Records for the exercise.
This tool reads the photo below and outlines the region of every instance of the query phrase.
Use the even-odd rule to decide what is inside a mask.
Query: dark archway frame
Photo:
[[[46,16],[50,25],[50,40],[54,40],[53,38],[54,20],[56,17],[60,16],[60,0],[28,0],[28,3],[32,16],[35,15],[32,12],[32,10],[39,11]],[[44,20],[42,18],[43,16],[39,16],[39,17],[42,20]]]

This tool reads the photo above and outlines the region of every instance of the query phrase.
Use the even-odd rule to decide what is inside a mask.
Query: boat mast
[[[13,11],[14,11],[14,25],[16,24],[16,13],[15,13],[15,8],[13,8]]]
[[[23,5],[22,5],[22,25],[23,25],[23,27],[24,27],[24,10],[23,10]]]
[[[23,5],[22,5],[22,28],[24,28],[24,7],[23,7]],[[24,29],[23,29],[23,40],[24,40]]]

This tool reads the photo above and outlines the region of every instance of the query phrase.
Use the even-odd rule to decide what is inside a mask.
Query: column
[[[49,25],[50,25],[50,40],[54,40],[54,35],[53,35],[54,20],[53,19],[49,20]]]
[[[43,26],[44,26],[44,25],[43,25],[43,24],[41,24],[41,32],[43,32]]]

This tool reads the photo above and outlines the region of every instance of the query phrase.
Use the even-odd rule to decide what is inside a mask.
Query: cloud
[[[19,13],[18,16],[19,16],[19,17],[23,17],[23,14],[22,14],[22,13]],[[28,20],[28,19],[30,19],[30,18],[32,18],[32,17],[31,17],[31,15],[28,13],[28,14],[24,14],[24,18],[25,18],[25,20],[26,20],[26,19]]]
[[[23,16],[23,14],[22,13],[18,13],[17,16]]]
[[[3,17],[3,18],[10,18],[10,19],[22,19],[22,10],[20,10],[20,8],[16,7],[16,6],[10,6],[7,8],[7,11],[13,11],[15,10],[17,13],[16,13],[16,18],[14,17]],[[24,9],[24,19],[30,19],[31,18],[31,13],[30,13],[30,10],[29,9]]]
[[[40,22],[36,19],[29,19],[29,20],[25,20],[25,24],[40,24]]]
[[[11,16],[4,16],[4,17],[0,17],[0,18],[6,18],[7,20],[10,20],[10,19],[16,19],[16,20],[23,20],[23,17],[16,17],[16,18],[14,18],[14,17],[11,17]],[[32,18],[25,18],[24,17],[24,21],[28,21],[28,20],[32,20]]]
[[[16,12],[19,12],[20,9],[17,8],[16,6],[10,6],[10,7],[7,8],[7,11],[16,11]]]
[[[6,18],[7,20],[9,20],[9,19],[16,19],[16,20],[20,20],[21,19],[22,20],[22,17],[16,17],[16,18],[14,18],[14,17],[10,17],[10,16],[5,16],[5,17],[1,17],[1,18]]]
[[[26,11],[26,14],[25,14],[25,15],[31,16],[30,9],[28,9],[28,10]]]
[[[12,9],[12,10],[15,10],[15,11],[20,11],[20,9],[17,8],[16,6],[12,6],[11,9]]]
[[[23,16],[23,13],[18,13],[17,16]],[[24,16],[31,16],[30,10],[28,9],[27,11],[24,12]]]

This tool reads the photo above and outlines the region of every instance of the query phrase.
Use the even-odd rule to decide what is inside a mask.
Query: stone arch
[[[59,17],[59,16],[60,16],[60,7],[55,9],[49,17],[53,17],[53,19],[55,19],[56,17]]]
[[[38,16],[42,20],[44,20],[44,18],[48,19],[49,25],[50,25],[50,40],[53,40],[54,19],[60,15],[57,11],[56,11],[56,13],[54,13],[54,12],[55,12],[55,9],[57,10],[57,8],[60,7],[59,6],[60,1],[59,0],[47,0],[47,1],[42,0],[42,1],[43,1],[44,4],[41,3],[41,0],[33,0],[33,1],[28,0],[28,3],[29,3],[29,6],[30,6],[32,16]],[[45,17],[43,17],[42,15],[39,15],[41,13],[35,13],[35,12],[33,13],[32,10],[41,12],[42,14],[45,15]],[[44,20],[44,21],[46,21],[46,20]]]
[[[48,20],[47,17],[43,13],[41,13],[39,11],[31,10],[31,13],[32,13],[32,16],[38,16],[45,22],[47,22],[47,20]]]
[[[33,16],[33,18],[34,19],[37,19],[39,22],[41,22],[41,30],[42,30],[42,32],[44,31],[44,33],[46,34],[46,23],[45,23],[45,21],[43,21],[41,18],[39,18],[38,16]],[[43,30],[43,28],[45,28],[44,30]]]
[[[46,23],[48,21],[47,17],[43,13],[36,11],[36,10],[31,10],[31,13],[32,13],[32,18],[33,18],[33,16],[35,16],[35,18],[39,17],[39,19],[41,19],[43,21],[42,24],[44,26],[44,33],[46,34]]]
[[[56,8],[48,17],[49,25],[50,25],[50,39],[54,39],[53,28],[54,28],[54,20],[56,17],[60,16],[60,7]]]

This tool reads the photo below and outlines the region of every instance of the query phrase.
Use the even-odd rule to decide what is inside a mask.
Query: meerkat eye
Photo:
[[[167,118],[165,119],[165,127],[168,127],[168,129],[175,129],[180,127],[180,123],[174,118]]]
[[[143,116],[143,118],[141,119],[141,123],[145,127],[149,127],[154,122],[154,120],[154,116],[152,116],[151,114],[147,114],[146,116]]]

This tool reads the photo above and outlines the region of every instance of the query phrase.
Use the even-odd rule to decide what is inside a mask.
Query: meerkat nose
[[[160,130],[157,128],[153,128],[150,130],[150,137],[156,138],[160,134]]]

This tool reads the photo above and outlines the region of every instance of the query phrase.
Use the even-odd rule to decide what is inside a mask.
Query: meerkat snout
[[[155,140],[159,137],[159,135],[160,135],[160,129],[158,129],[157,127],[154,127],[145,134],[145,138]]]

Assignment. Write out, exactly as shown, only the lines running from the one that contains "Query: meerkat nose" to the last line above.

Response to the task.
Query: meerkat nose
[[[160,130],[157,128],[153,128],[150,130],[150,137],[156,138],[160,134]]]

This tool reads the photo above and outlines the region of every instance of the query phrase.
Use the even-odd rule to decide what is inside a mask.
Query: meerkat snout
[[[155,140],[159,137],[159,135],[160,135],[160,129],[158,129],[157,127],[154,127],[145,134],[145,138]]]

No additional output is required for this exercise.